▸ PROBLEMS TO SOLVE:
(a) Decide whether each statement below agrees with the refractive surgery text, answering yes or no and quoting the words from the text that decide it: (i) In LASIK, the surgeon makes a thin flap in the cornea. (ii) Refractive lens exchange replaces the cornea. (iii) A person whose corneas are cone-shaped cannot have refractive surgery.
(b) Continue the refractive surgery text from its last line.

▸ STUDY TEXT:
-------
Refractive vision problems include astigmatism, farsightedness, or nearsightedness. Treatment for these conditions is refractive surgery.
Refractive surgery includes a variety of surgical treatments that help to improve the eye’s refractive state to reduce dependence on contact lenses or glasses. The procedures help to correct vision by allowing the proper direction of light to the retina.
Refractive surgery options include:
- Refractive lens exchange: A surgical procedure that can be used alongside LASIK surgery to replace the eye's natural lens with intraocular (artificial lens).
- Photorefractive keratomy: A surgery that removes the epithelium (outer layer of the cornea).
- Laser in-situ keratomileus (LASIK): A type of surgery where the surgeon creates a thin flap in the cornea to correct a refractive problem.
The main objective of the refractive procedure is to minimize contact lenses or glasses dependence. Before undergoing the procedure, you should consult an ophthalmologist and consider the benefits and risks.
Candidates for refractive surgery include people with healthy eyes who want to eliminate the need for contact lenses or glasses and those with refractive errors that need correcting.
You cannot undergo refractive surgery if:
- Your corneas are cone-shaped (keratoconus)
-------
▸ RECORDS SHOWN:
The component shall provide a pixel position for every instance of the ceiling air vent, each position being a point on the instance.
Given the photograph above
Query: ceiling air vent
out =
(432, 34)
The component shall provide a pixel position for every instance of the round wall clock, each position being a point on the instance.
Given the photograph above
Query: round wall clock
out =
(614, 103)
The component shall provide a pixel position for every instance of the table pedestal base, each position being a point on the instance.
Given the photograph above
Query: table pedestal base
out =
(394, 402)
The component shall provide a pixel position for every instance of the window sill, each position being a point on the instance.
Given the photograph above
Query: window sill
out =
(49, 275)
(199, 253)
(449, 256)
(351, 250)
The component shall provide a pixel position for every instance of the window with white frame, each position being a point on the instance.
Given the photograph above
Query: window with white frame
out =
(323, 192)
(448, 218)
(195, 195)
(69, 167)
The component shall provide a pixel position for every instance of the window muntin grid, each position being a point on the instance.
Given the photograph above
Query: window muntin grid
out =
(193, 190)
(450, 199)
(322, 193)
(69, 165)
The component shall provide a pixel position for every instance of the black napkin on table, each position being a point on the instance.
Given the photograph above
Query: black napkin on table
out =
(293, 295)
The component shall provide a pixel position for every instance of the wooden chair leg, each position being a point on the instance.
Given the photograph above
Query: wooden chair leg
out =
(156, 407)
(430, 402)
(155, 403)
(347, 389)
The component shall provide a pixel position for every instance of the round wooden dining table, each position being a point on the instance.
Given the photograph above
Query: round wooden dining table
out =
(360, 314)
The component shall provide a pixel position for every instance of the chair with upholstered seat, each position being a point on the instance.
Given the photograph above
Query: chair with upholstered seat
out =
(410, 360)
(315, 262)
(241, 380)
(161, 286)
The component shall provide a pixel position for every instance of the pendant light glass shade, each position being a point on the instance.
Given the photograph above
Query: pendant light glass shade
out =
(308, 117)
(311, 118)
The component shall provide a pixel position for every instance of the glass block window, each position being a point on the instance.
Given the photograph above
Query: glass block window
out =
-------
▸ ANSWERS TO THE PROBLEMS:
(a)
(i) Yes: "the surgeon creates a thin flap in the cornea to correct a refractive problem"
(ii) No: "replace the eye's natural lens with intraocular (artificial lens)"
(iii) Yes: "You cannot undergo refractive surgery if:" and "Your corneas are cone-shaped (keratoconus)"

(b)
- You have a severe dry eye
- You’ve had your contact lens prescription changed in the past year
- You have a recurrent infection of herpes simplex that involves the cornea
- You have a condition like connective tissue disease, which impairs wound healing
- You’re currently taking drugs like amiodarone or isotretinoin
- You’re under 18 years
Your eye doctor will determine your refractive error by examining your cornea. They’ll check you using topography, pachymetry, and tomography.
Refractive surgery improves vision significantly. Reshaping the cornea through refractive surgery has had a success rate of over 90%. Photorefractive keratomy, for instance, has shown 95% success with people achieving 20/20 vision without the support of corrective lenses. Refractive lens exchange has yielded over 88% success with a visual acuity of 20/40.
Refractive surgery offers convenience, especially to people with contact lens intolerance. In most cases, it eliminates the need to wear contact lenses or glasses.